> Excerpt to read
=-=-=-=-=

A simple cookie, without any bells or whistles, it’s easy to see why it might not be the best seller at a bake sale. Prepared with care and a solid recipe though, it can win the heart of even the pickiest sweet tooth. The versatile dough allows for any filling you could dream of mounding up in the center, and it’s easy enough for the most reluctant of bakers to make.

Soft and tender, these cookies are far better than the dry, sad triangles sold in supermarkets these days that turn so many unknowing eaters away from this traditional treat. And although nothing could ever beat those made by my Nana, this vegan version does come pretty darn close, if I do say so myself.

 
Yield: Makes Approximately 18 Cookies

Hamantashen

Hamantashen

Soft and tender, these cookies are far better than the dry triangles sold in supermarkets these days. Jazz them up with any fruit preserves or jams you like!

Prep Time 25 minutes
Cook Time 10 minutes
Additional Time 1 hour
Total Time 1 hour 35 minutes

Ingredients

  • 3/4 Cup Vegetable Shortening or Vegan Butter
  • 1/2 Cup Granulated Sugar
  • 3 Tablespoons Smooth Cashew Butter
  • 3 Tablespoons Orange Juice
  • 1 Teaspoon Vanilla Extract
  • 1 Teaspoons Baking Powder
  • 2 1/4 Cups All-Purpose Flour
  • Jam or Preserves of Your Choice*

Instructions

  1. Using a stand or hand mixer, thoroughly cream together the shortening or vegan butter and sugar until smooth. Beat in the cashew butter, followed by the orange juice and vanilla extract.
  2. Mix the baking powder together with the flour, and then slowly incorporate the dry mix in until it forms a ball. It might take a bit of time, but don’t be tempted to add any more liquid; it just needs a little persuasion. Cover and refrigerate for at least an hour before proceeding.

=-=-=-=-=

> Stored rows
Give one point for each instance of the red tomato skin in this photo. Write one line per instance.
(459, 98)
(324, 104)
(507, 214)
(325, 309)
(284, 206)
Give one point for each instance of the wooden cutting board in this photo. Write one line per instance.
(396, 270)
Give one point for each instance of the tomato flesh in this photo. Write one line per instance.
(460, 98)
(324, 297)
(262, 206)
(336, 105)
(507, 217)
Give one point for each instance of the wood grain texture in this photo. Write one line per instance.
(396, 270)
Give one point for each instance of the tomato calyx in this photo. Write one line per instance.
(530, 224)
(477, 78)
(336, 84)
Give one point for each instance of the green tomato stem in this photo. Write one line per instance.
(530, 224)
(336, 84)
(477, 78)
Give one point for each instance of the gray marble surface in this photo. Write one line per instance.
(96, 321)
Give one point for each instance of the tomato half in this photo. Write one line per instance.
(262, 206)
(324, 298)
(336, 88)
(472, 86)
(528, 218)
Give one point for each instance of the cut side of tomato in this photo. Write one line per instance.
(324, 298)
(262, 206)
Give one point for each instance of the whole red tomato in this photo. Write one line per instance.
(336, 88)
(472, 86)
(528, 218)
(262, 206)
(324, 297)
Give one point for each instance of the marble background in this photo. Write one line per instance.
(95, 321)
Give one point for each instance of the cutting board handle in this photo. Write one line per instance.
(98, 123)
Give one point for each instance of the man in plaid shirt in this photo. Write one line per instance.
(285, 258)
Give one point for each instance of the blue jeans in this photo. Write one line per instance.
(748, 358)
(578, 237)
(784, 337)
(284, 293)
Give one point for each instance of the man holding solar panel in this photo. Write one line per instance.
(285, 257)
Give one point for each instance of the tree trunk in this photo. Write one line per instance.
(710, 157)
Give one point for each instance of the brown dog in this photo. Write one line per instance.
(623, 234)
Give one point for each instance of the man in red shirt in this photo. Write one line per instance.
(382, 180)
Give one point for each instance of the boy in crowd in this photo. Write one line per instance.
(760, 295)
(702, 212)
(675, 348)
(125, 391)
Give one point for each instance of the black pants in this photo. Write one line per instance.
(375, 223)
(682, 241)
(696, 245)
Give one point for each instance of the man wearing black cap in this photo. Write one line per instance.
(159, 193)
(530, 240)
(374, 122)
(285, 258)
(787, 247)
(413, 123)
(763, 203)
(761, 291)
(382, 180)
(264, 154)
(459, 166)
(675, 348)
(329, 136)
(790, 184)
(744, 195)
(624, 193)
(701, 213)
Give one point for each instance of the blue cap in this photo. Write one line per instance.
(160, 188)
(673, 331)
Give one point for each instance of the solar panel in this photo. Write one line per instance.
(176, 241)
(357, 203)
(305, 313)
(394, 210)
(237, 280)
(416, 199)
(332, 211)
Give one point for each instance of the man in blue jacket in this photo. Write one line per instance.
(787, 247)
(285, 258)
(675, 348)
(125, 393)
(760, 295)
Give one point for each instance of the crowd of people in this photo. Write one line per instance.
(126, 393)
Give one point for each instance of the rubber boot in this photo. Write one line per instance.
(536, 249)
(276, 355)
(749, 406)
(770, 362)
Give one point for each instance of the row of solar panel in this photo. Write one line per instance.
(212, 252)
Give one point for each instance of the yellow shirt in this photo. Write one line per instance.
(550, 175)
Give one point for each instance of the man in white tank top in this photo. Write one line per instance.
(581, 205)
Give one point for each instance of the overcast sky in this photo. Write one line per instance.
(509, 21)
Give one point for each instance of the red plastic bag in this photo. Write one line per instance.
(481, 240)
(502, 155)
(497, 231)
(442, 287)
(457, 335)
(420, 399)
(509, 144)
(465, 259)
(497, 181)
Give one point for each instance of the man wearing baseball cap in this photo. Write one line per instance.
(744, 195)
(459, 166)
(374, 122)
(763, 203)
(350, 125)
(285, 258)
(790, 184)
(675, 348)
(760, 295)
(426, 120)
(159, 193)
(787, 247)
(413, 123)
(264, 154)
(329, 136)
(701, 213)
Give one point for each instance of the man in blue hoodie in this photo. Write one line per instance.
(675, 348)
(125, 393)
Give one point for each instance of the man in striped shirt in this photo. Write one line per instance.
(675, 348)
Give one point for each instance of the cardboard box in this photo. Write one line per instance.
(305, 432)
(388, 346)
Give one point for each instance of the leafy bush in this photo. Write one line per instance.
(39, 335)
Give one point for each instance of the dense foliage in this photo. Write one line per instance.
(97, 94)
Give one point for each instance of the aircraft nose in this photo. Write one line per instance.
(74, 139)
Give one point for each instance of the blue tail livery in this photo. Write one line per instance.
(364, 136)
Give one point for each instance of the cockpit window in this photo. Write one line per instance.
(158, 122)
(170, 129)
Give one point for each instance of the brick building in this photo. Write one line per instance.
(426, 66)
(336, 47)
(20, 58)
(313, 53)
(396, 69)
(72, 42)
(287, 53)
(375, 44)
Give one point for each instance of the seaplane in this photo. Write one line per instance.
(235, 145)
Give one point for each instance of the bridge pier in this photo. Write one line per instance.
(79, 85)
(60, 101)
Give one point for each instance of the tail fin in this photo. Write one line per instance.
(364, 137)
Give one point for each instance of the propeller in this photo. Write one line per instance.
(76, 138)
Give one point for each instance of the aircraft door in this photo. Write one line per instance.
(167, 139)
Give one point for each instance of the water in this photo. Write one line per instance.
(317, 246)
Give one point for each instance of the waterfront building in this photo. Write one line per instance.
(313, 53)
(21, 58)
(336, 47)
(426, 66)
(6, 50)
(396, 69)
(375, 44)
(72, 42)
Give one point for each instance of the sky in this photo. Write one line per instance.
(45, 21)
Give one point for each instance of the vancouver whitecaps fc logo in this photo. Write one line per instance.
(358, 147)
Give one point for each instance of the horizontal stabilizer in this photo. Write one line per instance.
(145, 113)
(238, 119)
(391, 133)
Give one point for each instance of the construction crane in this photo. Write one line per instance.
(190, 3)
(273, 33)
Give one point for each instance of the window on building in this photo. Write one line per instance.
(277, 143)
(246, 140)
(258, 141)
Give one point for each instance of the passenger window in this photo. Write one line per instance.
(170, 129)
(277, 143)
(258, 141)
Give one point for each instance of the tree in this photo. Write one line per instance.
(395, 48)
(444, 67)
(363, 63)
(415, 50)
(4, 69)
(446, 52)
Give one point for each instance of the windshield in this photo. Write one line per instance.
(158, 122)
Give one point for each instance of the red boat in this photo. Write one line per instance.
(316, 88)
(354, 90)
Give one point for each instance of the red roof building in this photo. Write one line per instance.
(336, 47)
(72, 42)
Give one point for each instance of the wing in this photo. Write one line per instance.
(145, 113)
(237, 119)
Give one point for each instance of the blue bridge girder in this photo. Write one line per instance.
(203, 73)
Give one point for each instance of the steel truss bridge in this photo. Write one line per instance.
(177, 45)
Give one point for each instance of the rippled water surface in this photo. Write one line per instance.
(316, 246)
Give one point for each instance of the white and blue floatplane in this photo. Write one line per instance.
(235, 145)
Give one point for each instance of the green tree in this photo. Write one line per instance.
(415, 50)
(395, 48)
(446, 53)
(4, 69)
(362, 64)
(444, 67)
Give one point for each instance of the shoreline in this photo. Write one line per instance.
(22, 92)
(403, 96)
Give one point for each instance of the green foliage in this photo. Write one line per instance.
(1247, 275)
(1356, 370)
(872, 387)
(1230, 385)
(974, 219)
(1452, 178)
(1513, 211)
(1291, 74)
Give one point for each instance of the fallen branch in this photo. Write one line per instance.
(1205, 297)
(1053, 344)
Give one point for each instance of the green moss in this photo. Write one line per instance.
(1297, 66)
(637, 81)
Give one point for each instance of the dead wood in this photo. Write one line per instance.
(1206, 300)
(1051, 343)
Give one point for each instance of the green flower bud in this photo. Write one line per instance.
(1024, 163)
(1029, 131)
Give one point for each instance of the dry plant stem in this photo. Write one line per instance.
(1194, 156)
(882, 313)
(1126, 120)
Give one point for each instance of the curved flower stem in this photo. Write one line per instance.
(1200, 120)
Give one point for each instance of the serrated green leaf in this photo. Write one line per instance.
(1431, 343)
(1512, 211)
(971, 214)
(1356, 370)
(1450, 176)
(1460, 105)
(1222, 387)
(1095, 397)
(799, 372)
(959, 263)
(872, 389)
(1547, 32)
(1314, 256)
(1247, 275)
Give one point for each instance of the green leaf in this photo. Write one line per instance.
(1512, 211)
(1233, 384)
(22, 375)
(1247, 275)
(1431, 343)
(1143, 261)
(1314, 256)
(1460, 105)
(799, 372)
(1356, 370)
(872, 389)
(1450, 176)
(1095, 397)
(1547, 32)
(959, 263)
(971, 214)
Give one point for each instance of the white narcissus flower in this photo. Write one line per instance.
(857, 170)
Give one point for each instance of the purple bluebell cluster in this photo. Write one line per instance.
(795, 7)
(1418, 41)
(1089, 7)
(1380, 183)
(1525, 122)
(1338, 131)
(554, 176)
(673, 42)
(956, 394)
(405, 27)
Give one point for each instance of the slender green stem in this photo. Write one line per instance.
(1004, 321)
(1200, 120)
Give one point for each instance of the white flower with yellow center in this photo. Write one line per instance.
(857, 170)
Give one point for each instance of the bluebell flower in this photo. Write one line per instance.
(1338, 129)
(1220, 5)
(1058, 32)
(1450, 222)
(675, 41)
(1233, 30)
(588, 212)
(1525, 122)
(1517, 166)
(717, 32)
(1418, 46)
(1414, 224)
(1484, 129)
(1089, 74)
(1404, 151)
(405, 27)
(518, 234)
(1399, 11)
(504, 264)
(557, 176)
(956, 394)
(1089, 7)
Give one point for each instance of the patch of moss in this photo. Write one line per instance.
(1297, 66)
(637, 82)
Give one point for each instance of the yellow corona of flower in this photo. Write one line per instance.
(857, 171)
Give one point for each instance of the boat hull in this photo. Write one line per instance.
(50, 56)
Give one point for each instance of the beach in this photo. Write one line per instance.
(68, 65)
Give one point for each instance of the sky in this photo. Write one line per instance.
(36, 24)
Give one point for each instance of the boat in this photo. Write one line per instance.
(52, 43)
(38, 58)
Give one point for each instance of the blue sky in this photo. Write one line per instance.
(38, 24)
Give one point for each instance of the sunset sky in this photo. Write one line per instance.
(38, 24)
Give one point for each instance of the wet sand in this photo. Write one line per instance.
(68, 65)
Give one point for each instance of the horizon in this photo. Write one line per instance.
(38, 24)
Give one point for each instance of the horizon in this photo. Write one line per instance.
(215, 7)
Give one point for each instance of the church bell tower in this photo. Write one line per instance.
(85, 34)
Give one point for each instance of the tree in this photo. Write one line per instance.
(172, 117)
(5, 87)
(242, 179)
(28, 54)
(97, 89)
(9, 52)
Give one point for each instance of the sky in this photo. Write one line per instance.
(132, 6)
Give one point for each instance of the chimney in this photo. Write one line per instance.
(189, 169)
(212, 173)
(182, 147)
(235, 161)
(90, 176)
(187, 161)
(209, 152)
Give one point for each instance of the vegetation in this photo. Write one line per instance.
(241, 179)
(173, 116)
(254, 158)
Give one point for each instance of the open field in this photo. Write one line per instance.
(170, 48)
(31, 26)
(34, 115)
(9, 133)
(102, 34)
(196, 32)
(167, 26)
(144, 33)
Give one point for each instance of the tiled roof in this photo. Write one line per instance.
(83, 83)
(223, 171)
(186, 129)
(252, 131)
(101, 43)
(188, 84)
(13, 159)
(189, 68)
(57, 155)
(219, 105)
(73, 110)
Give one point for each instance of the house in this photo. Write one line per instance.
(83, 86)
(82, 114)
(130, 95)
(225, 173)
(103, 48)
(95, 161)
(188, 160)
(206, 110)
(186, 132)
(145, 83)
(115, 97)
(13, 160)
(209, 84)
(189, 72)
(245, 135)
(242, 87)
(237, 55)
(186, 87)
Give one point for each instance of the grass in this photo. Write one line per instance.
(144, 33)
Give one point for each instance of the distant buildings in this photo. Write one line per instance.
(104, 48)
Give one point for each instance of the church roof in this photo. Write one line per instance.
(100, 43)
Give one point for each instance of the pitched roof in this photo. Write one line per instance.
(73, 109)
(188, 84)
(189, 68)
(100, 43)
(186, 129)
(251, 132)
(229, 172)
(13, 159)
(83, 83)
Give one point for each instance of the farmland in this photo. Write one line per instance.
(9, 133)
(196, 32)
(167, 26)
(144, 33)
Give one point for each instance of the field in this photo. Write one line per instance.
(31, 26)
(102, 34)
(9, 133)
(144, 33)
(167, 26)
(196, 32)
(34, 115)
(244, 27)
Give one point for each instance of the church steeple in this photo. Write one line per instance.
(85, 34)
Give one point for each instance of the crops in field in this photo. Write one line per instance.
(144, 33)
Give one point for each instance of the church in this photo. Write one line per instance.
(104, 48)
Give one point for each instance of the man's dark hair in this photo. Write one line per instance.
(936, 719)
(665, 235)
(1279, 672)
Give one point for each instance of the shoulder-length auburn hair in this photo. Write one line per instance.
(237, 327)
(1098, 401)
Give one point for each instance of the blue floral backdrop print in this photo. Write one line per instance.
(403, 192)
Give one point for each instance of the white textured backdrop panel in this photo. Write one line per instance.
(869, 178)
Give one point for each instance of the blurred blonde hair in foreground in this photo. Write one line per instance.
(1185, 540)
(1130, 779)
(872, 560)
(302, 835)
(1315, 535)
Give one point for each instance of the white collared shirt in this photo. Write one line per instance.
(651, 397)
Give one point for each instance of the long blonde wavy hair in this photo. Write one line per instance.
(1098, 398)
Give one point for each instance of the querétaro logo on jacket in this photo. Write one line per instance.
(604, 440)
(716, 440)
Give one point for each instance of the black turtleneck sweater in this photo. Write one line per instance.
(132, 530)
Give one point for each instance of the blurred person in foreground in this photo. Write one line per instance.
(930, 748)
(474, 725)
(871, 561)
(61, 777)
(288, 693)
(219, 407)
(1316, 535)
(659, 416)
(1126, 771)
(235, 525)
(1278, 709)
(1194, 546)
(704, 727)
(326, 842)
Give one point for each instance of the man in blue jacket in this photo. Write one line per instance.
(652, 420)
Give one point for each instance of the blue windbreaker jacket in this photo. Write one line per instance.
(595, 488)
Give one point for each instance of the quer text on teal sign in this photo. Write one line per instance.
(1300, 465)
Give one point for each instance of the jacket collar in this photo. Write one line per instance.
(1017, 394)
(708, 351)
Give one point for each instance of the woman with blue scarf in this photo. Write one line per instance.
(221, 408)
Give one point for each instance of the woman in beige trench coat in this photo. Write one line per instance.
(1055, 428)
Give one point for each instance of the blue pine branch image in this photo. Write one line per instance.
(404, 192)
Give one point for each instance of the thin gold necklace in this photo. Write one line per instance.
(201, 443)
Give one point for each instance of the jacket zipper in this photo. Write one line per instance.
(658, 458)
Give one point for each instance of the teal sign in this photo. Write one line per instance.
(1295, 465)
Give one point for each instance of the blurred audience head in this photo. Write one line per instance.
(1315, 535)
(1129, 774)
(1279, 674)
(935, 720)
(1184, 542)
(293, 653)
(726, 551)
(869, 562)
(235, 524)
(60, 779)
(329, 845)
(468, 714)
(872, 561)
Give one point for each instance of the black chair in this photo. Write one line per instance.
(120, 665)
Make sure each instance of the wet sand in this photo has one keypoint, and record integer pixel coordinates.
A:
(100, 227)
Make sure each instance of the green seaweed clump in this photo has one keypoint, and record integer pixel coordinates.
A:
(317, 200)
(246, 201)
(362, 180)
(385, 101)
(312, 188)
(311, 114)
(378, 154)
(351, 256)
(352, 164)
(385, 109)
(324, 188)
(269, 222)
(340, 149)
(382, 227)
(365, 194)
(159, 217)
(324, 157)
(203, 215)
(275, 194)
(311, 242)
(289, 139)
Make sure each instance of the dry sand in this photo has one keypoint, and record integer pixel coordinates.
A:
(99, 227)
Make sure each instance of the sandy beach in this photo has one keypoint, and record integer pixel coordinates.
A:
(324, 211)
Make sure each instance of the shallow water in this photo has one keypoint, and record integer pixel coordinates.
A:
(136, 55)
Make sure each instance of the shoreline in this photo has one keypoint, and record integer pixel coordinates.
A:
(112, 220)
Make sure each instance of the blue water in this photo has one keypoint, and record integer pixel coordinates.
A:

=-=-=-=-=

> Problem to work on
Please reproduce the hamantashen recipe in full, word for word. The records are separate from the hamantashen recipe.

> Task result
A simple cookie, without any bells or whistles, it’s easy to see why it might not be the best seller at a bake sale. Prepared with care and a solid recipe though, it can win the heart of even the pickiest sweet tooth. The versatile dough allows for any filling you could dream of mounding up in the center, and it’s easy enough for the most reluctant of bakers to make.

Soft and tender, these cookies are far better than the dry, sad triangles sold in supermarkets these days that turn so many unknowing eaters away from this traditional treat. And although nothing could ever beat those made by my Nana, this vegan version does come pretty darn close, if I do say so myself.

 
Yield: Makes Approximately 18 Cookies

Hamantashen

Hamantashen

Soft and tender, these cookies are far better than the dry triangles sold in supermarkets these days. Jazz them up with any fruit preserves or jams you like!

Prep Time 25 minutes
Cook Time 10 minutes
Additional Time 1 hour
Total Time 1 hour 35 minutes

Ingredients

  • 3/4 Cup Vegetable Shortening or Vegan Butter
  • 1/2 Cup Granulated Sugar
  • 3 Tablespoons Smooth Cashew Butter
  • 3 Tablespoons Orange Juice
  • 1 Teaspoon Vanilla Extract
  • 1 Teaspoons Baking Powder
  • 2 1/4 Cups All-Purpose Flour
  • Jam or Preserves of Your Choice*

Instructions

  1. Using a stand or hand mixer, thoroughly cream together the shortening or vegan butter and sugar until smooth. Beat in the cashew butter, followed by the orange juice and vanilla extract.
  2. Mix the baking powder together with the flour, and then slowly incorporate the dry mix in until it forms a ball. It might take a bit of time, but don’t be tempted to add any more liquid; it just needs a little persuasion. Cover and refrigerate for at least an hour before proceeding.